*** Opening SOURCE DATA ***

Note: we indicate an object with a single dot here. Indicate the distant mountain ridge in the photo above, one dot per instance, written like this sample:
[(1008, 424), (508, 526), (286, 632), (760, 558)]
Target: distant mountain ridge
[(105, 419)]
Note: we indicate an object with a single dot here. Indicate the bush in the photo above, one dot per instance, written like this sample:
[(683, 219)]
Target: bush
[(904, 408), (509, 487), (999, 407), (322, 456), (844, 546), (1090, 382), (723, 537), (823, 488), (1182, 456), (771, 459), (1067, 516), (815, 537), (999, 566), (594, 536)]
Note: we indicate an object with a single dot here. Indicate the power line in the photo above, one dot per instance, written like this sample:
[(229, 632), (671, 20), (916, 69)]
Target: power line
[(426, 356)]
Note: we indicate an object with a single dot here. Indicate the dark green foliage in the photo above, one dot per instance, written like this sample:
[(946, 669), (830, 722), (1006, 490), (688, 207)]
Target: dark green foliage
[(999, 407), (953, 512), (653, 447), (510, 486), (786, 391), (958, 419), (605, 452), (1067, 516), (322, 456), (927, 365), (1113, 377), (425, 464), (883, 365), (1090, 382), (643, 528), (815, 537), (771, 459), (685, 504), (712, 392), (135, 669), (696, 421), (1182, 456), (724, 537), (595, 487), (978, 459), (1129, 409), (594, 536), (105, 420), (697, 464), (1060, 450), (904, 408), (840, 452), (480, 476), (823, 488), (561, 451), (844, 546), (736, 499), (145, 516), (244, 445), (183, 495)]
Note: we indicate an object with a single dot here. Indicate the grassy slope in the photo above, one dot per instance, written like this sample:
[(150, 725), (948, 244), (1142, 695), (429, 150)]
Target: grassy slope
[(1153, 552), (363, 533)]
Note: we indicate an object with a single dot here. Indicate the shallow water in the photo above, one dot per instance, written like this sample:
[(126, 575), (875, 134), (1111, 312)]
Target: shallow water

*** Closing SOURCE DATA ***

### PROBLEM STATEMENT:
The full set of entries above needs to be restated word for word.

### OUTPUT BELOW:
Note: we indicate an object with a single dot here. Indicate the distant mountain ridge in the photo above, one dot per instance, written like this sample:
[(1008, 424), (508, 526), (286, 632), (760, 558)]
Target: distant mountain ridge
[(105, 419)]
Note: we indicate an object with a single dot here. Indicate the bush in the photo above, one dot per instance, written like this sample:
[(683, 219)]
Target: bush
[(904, 408), (509, 487), (999, 407), (322, 456), (844, 546), (1090, 382), (723, 537), (823, 488), (1182, 456), (771, 459), (1067, 516), (815, 537), (999, 566), (594, 536)]
Note: we indicate an object with a single dot here. Indicate the power line in the photo above, one dot per instance, written like this sample:
[(229, 632), (671, 20), (916, 69)]
Target: power line
[(426, 356)]
Note: we indicate an object with a single dot here. Indicate the dark green foliage in the photo above, one dot per instance, written like this sample:
[(946, 669), (830, 722), (1006, 490), (688, 207)]
Target: dark green foliage
[(999, 407), (953, 512), (653, 447), (510, 486), (786, 391), (958, 419), (605, 452), (1067, 516), (322, 456), (927, 365), (1113, 377), (425, 464), (883, 365), (1090, 382), (643, 528), (815, 537), (771, 459), (685, 504), (712, 392), (135, 669), (696, 421), (1182, 456), (724, 537), (595, 487), (978, 459), (1129, 409), (594, 536), (105, 420), (697, 464), (1060, 450), (904, 408), (840, 452), (480, 476), (823, 488), (561, 451), (844, 546), (736, 499), (145, 516), (244, 445), (183, 495)]
Note: we indicate an object with a single dot here. Indicate the grassy slope in the photo above, one dot per instance, written like this sample:
[(150, 725), (948, 244), (1142, 695), (429, 150)]
Target: grassy slope
[(1153, 552), (363, 533)]
Note: we indicate an object with a single dot here. Indicate the shallow water in the photo above, one dot per instance, written like this sample:
[(126, 575), (875, 134), (1111, 312)]
Target: shallow water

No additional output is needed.